Return each line of the records below in which the string "coordinate" turns up.

EXCERPTED DATA:

----

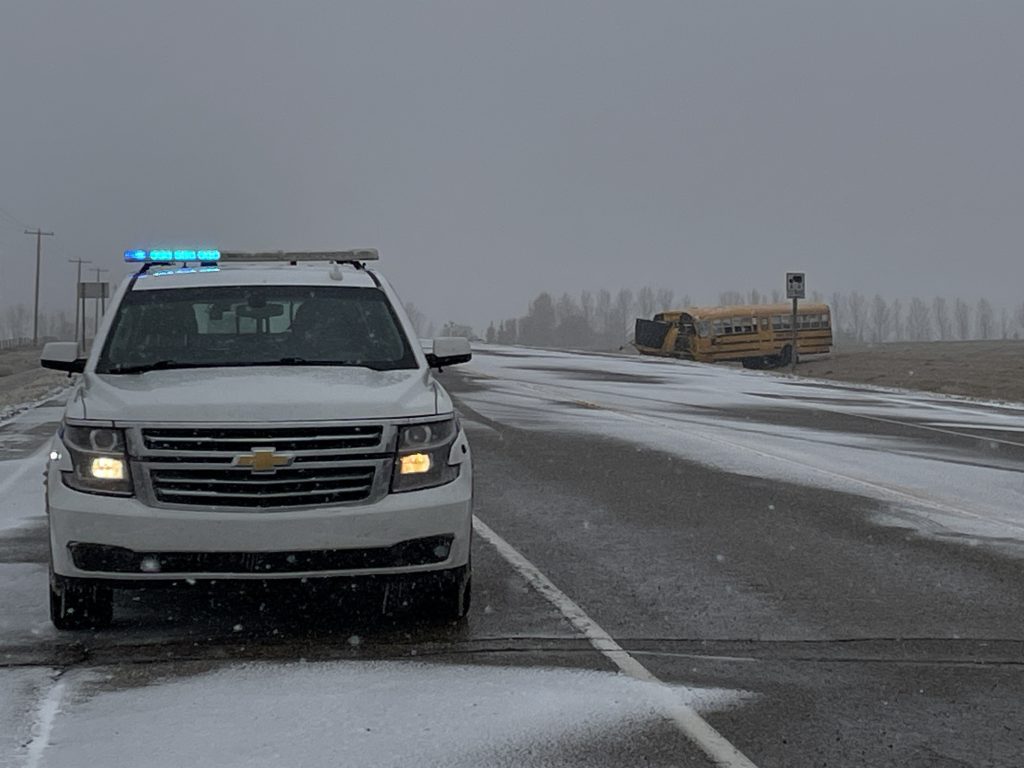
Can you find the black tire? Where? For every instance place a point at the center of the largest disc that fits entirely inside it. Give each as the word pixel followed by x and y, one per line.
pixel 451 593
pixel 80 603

----

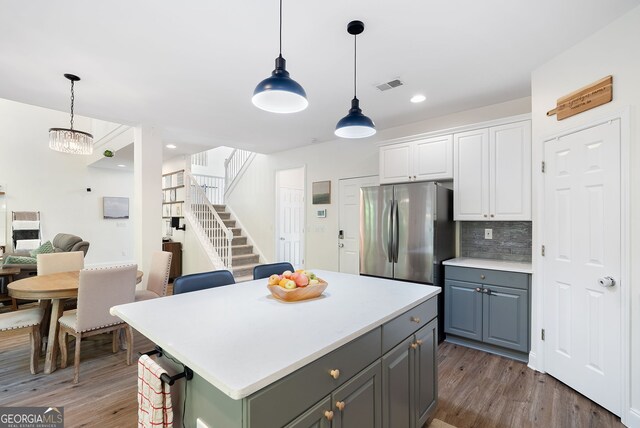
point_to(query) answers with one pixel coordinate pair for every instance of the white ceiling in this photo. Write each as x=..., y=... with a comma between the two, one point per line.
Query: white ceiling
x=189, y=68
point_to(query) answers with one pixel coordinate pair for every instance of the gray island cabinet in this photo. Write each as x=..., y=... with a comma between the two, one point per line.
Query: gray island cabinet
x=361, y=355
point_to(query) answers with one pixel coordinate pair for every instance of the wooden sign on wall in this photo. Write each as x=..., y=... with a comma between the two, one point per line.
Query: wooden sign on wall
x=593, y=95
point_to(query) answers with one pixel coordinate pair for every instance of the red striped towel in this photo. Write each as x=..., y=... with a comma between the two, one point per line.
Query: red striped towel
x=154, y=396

----

SOLUTION FOR THIS EXERCISE:
point_to(query) answers with one pixel coordinate pair for every instance of the white ceiling in this photo. Write each as x=..., y=... with a comma between the two, one point per line.
point_to(query) answers with one pixel coordinate pair for every instance of the gray island cabinet in this photo. Write each as x=..., y=... with a comma between the two, one point per line.
point_to(query) answers with one pixel coordinate pair for every instance of the wooden sign on wall in this photo. Write each as x=..., y=... with a comma between the two, one point per line.
point_to(query) answers with one pixel coordinate pair for every instance of the red striped towel in this photo. Write each as x=..., y=... with a comma between the two, one point per line.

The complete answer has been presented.